Esophagram is a test whereby the patient is administered a barium sulfate compound that enables the radiologist to study the function and appearance of the esophagus. A series of x rays of the esophagus is taken after the patient has swallowed the barium. The barium solution coats and outlines the walls of the esophagus. This enables the radiologist to assess the process of swallowing. Hence it is also called barium swallow. An Esophagram is done when the patient complains of pain or difficulty in swallowing. It is also done to assess the reasons for blood stained vomit and when abdominal pain and weight loss occurs or diagnosing cases of Barrett's esophagus. The Esophagram helps the radiologist to detect narrowing, stricture, obstruction or irritation of the esophagus. It helps to study complications such as ulcers, polyps and tumors. It also helps to assess hiatal hernia.
The patient is advised not to eat or drink for 8 to 10 hours prior to the examination. The patient is asked not to smoke or chew gum at least 6 hours prior to the procedure. A patient is given a cup of barium sulfate to swallow. A radiologist watches and evaluates the swallowing process with fluoroscopy. The barium swallowed coats the lining of the esophagus, and x rays are taken to track the pathway to the stomach. The patient is placed in various positions throughout the exam so that structures are optimally demonstrated on the x rays.

(Source records)
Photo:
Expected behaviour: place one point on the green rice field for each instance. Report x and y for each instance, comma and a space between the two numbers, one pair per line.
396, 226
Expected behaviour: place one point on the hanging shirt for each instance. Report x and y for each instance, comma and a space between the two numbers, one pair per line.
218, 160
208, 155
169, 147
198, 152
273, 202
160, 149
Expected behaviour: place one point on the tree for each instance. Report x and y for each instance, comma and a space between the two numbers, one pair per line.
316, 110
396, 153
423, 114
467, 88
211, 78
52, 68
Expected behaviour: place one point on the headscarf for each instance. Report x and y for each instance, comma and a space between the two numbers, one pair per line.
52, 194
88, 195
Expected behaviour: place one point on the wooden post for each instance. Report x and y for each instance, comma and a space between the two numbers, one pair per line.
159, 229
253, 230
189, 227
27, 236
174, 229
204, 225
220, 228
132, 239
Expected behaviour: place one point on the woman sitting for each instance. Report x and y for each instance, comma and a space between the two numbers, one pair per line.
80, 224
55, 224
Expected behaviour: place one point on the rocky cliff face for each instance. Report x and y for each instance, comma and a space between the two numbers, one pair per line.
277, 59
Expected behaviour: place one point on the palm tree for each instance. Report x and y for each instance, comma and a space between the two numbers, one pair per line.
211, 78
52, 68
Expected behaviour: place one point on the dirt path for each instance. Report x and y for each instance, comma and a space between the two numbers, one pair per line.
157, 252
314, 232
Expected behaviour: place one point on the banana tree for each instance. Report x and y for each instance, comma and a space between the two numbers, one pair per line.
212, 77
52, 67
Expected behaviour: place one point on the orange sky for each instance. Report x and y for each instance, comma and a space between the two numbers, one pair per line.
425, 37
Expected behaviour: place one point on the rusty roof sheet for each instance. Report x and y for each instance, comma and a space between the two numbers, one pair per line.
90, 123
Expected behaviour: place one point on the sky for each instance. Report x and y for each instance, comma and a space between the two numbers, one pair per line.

Task statement –
Rewrite the part of the esophagram text starting with "The patient is advised" and going on through "the x rays.", with "fluoroscopy" changed to "real-time x-ray imaging".

Solved problem –
The patient is advised not to eat or drink for 8 to 10 hours prior to the examination. The patient is asked not to smoke or chew gum at least 6 hours prior to the procedure. A patient is given a cup of barium sulfate to swallow. A radiologist watches and evaluates the swallowing process with real-time x-ray imaging. The barium swallowed coats the lining of the esophagus, and x rays are taken to track the pathway to the stomach. The patient is placed in various positions throughout the exam so that structures are optimally demonstrated on the x rays.